### Aim of the task:
Using the entries below, return word for word the lines from the one containing "of the dashboard" up to and including the last.

### Data for processing:
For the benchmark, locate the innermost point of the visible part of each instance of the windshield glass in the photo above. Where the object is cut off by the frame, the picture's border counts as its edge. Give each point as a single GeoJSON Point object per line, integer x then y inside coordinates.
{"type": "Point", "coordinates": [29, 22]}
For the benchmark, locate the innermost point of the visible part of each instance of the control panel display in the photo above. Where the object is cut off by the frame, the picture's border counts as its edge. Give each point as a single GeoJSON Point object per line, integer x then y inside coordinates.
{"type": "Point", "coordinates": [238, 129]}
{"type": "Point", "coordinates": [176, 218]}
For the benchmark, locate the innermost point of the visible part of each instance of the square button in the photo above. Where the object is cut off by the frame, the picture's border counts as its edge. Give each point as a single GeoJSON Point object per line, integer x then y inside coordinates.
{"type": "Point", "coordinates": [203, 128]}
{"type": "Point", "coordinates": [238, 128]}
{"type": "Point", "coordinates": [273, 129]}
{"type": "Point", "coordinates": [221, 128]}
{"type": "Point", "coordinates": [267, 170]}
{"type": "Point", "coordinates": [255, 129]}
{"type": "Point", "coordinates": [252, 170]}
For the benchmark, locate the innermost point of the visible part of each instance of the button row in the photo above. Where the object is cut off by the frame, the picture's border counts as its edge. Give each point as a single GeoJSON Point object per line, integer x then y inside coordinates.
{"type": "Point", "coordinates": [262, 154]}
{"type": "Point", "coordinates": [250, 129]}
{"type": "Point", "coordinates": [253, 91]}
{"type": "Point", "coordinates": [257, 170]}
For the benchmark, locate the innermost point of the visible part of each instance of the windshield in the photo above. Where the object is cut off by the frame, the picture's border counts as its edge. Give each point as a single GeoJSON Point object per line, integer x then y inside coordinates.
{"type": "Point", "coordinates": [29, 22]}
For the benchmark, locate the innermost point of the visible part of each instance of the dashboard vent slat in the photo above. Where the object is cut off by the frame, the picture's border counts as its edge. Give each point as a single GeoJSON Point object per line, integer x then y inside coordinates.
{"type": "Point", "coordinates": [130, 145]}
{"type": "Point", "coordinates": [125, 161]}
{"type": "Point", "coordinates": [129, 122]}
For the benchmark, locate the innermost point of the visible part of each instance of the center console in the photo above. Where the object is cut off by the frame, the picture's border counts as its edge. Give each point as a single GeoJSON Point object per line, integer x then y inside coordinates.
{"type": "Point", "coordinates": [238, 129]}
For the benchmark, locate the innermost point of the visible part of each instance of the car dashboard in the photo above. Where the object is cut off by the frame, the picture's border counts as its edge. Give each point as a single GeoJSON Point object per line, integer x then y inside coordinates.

### Solution for this exercise:
For the benchmark, locate the innermost point of the visible part of each instance of the dashboard vent slat in the photo above. Where the object is cut off by the frame, the picture's border counts as its edge. Give each point as a single GeoJSON Point object per line, integer x then y inside coordinates.
{"type": "Point", "coordinates": [130, 145]}
{"type": "Point", "coordinates": [125, 161]}
{"type": "Point", "coordinates": [129, 122]}
For the benchmark, locate the innermost point of the visible part of each instance of the center console in the photo above. Where the object is cut off by the frame, the picture's border counts as its edge. Give each point as a single GeoJSON Point object per line, integer x then y inside coordinates.
{"type": "Point", "coordinates": [238, 129]}
For the benchmark, locate the innermost point of the visible part of each instance of the car dashboard in the photo above. Where the object is cut off by the frame, the picture's border counts as its edge. Give each point as a single GeoJSON Point object per line, integer x then y inside coordinates.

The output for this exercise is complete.